Governing AI in production: AI Agents that survive beyond POC and live in a real-world

TL;DR

AI isn’t the problem – everything around AI is. At the Levi9 webinar held on April 2nd, Principal Architect Dario Djurica and Lead Software Engineer Nemanja Pavlovic broke down why so many AI projects don’t survive the journey from POC to production – and what it actually takes to make AI work in the real world. The key takeaway: the models are good enough. The ecosystem around them isn’t.

Why the Demo Works and Production Doesn't

There’s a massive gap between what AI can do and what’s actually running in enterprise systems today. Anthropic measured it: the curve of AI capability and the curve of real-world adoption barely intersect. Companies are investing – $11 billion last year, nearly $40 billion this year – but results lag behind. 40% of all agentic AI projects get cancelled. And 80% of practitioners say security is one of the biggest problems they face when introducing AI into their organizations.

 

The paradox runs deeper: 82% of companies have some form of AI in use, but only 30% actually govern it. The rest simply exists – somewhere between sales and marketing, unmonitored, untraceable, uncontrolled.

A Story from the Field: From 50 Documents to 50,000

One of the projects Dario and Nemanja ran started as a classic POC – an internal knowledge base agent, 50 neatly prepared documents, a Q&A system that worked flawlessly. The client was thrilled. Green light for production.

(PROVIDED RECORDS):
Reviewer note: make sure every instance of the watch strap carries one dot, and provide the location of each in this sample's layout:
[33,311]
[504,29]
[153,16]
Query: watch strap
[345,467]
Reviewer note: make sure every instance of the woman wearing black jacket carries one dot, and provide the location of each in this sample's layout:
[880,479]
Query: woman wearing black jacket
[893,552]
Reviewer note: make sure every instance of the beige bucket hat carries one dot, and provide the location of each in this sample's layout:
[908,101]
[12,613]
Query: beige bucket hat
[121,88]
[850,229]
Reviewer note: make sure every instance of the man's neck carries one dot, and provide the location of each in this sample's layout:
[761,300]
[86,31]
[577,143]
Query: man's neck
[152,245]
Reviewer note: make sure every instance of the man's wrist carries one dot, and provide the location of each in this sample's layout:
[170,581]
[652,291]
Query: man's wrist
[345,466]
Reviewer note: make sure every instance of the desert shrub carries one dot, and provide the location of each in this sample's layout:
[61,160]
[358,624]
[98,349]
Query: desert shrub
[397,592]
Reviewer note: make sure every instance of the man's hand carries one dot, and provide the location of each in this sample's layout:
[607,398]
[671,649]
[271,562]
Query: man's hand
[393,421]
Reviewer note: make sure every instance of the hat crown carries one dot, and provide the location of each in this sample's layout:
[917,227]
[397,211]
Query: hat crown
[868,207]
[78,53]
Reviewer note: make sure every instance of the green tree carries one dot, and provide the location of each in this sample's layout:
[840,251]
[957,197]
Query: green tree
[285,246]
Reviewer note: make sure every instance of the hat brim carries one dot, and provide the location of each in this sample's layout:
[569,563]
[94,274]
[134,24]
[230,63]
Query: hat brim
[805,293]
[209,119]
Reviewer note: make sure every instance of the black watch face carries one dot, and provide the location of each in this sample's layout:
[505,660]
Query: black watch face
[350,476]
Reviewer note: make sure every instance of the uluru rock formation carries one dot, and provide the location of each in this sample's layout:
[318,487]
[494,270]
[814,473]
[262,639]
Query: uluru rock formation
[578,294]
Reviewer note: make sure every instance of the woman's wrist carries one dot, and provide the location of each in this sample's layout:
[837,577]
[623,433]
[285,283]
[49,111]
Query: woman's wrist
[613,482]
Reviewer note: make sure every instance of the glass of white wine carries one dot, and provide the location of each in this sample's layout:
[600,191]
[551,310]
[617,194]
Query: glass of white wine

(QUESTIONS TO ANSWER):
1) In the piece on governing AI in production, translate this sentence into German: "There’s a massive gap between what AI can do and what’s actually running in enterprise systems today."
2) According to the piece on governing AI in production, what percentage of companies actually govern the AI they use?

(ANSWERS GIVEN):
1) Es gibt eine enorme Lücke zwischen dem, was KI leisten kann, und dem, was heute tatsächlich in Unternehmenssystemen läuft.

2) Only 30%.